▸ **Activity**: How many lines below contain the string "positive", with case counting? Answer with the number alone.
● ● ● ●
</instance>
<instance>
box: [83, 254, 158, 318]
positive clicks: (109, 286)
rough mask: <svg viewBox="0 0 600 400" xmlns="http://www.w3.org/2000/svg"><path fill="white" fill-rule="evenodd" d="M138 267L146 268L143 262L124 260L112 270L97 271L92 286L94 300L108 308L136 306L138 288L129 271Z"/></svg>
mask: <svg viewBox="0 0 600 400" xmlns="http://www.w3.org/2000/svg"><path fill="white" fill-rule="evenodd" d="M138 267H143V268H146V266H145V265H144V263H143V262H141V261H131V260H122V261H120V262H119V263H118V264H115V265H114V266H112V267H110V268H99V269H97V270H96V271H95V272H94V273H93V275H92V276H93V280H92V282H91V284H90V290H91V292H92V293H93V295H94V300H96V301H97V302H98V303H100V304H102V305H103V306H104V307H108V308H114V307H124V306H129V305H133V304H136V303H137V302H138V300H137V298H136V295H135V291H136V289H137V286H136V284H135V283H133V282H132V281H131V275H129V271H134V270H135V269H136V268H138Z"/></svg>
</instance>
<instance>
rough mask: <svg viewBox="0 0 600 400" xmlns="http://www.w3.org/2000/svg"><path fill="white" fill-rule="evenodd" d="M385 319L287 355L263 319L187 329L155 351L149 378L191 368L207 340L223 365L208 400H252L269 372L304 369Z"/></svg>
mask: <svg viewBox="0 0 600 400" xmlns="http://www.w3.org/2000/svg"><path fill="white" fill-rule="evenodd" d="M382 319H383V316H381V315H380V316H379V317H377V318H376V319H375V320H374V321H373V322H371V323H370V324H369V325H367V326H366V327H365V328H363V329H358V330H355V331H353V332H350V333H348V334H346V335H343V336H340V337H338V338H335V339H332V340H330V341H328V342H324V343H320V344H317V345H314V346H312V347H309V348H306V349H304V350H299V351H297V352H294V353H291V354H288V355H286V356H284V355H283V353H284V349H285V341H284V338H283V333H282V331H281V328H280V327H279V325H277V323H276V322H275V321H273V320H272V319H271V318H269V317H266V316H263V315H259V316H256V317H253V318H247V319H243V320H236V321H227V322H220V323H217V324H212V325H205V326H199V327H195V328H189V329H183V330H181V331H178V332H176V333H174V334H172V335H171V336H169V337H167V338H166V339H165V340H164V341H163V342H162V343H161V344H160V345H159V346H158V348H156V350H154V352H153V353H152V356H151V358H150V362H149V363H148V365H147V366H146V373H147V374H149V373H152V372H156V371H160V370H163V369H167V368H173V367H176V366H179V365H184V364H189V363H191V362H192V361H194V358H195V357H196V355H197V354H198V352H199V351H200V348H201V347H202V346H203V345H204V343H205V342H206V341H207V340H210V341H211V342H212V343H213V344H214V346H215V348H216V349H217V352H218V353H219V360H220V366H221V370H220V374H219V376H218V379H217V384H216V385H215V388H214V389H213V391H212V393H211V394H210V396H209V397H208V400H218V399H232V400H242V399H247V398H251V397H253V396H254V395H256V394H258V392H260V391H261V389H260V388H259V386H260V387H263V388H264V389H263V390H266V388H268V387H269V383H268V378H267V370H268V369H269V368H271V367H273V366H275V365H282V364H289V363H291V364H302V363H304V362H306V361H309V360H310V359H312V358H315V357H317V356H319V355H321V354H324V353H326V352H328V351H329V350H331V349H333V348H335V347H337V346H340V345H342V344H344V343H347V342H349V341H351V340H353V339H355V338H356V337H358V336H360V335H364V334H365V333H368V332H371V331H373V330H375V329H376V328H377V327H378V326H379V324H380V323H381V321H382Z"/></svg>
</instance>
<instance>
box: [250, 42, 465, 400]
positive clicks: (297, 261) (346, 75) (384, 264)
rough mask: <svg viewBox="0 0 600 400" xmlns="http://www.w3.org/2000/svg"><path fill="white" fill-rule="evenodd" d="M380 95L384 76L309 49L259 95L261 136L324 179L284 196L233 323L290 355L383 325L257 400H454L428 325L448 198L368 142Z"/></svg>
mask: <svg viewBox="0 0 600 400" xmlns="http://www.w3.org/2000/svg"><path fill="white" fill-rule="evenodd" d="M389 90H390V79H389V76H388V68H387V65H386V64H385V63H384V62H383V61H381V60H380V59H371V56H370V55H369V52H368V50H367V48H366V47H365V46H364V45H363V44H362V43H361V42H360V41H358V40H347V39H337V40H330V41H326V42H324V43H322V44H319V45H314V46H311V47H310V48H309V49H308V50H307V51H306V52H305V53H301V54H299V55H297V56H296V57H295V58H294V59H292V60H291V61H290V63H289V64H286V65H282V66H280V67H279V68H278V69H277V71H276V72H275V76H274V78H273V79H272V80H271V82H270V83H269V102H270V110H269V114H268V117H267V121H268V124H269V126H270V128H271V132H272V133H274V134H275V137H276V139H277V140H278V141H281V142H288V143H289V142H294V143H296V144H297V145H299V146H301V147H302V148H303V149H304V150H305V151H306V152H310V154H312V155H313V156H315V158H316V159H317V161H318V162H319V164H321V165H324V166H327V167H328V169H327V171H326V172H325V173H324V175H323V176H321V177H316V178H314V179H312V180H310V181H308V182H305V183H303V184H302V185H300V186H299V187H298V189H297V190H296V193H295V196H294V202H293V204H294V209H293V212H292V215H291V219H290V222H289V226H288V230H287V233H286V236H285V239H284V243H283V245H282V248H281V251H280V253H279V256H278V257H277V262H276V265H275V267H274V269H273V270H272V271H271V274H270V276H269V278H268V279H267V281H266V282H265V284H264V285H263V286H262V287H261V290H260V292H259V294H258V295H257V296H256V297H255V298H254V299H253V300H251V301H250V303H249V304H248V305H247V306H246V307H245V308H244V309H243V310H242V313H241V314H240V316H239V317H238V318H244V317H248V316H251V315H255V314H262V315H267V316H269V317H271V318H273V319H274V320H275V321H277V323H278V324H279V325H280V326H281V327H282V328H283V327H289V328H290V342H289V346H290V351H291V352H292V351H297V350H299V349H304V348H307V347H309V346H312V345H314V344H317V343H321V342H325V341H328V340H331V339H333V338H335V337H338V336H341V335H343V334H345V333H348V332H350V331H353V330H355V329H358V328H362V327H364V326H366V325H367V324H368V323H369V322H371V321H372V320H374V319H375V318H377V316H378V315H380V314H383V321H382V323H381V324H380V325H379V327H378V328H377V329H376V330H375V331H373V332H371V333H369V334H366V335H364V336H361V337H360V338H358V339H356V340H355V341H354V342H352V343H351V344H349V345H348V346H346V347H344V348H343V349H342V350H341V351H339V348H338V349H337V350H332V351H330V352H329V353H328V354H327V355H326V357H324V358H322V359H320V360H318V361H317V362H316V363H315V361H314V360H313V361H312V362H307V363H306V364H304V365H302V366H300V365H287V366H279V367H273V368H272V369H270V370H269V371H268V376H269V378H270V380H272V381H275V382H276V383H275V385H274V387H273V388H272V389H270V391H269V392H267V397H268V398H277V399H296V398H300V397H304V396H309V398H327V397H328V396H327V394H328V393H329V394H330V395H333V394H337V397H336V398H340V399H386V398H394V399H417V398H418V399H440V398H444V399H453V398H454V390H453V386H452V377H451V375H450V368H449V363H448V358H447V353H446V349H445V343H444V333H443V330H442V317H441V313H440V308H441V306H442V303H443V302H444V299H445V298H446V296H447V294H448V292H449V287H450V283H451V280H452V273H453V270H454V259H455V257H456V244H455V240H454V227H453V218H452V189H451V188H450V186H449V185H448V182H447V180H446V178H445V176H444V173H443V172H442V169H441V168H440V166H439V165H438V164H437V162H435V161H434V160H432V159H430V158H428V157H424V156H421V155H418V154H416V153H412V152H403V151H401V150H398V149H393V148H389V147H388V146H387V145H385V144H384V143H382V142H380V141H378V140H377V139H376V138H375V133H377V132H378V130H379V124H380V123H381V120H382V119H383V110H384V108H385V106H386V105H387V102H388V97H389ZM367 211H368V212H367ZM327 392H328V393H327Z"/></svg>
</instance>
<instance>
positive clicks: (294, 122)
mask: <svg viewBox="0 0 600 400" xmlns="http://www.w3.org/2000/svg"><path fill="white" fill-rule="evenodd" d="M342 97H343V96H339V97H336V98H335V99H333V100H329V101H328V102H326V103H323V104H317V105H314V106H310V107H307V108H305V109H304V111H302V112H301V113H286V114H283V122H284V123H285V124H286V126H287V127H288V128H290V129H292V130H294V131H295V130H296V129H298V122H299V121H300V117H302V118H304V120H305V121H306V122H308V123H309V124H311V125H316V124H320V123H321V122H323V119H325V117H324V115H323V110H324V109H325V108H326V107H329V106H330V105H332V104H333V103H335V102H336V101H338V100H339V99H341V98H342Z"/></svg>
● ● ● ●
▸ **Result of the exercise**: 3